WORK ITEM: Output exactly, please, the lines of the records below from the one containing "written like [75,560]." through the final line.

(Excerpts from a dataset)
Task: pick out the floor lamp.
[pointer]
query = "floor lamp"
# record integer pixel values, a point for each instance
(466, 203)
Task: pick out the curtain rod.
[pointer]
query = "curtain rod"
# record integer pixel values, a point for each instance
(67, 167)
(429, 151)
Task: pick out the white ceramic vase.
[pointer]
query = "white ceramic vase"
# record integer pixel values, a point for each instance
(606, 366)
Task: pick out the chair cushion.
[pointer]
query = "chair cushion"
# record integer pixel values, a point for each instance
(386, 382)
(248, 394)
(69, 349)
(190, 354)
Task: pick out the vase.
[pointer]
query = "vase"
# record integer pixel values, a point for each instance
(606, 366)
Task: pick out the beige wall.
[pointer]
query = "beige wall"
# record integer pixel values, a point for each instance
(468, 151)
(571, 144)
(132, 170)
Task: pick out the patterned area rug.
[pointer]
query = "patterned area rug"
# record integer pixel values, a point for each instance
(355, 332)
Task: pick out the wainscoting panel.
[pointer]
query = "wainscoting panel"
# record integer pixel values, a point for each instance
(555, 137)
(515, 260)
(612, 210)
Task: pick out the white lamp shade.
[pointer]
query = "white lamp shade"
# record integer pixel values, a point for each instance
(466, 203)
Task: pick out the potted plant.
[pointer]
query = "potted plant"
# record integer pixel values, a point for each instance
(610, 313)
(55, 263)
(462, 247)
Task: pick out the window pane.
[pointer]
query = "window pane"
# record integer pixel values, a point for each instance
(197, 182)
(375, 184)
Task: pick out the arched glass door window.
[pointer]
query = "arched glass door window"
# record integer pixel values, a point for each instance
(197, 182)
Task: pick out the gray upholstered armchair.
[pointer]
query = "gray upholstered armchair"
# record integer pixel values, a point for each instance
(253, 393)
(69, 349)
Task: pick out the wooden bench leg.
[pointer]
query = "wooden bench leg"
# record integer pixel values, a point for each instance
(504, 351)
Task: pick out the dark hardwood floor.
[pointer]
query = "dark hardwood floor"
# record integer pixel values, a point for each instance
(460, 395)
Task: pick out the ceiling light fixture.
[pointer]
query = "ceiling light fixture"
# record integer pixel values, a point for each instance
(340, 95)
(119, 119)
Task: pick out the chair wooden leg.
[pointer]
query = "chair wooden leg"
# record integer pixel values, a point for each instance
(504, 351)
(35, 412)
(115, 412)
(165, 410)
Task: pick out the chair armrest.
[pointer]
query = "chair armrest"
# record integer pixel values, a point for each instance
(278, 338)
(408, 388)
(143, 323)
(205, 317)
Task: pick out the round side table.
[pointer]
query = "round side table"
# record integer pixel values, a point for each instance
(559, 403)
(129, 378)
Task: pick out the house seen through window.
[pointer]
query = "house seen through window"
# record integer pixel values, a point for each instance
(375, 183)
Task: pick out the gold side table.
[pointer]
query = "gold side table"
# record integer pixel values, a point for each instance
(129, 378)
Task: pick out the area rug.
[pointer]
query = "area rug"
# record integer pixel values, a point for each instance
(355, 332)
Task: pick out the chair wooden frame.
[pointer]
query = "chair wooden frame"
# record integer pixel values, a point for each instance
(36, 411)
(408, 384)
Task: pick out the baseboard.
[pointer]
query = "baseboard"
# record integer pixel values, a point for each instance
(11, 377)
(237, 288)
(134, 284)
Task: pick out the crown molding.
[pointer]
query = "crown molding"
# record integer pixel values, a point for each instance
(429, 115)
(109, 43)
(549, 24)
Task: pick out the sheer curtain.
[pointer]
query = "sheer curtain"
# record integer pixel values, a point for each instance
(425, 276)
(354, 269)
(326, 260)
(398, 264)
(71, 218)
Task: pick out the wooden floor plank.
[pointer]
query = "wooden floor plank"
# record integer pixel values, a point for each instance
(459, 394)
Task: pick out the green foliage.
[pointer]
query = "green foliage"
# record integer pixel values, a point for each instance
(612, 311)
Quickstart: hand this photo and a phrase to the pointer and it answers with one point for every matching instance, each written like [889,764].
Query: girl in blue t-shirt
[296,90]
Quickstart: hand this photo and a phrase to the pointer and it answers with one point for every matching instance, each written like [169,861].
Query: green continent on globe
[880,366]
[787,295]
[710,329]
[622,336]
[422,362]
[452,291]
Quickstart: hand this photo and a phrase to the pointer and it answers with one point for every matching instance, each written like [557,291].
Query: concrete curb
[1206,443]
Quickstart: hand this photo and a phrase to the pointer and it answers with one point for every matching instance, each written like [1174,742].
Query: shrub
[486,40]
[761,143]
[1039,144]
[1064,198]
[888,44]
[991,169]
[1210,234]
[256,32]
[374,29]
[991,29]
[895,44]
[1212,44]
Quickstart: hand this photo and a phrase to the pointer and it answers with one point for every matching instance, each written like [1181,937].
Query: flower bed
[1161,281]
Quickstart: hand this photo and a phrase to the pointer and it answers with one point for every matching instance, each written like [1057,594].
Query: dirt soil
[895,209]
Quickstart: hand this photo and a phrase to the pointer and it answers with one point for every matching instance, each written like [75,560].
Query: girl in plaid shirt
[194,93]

TASK RESPONSE:
Quickstart: hand this photo and a phrase to the pointer and it answers with one point for every matching instance, each written like [75,560].
Query: girl in plaid shirt
[194,93]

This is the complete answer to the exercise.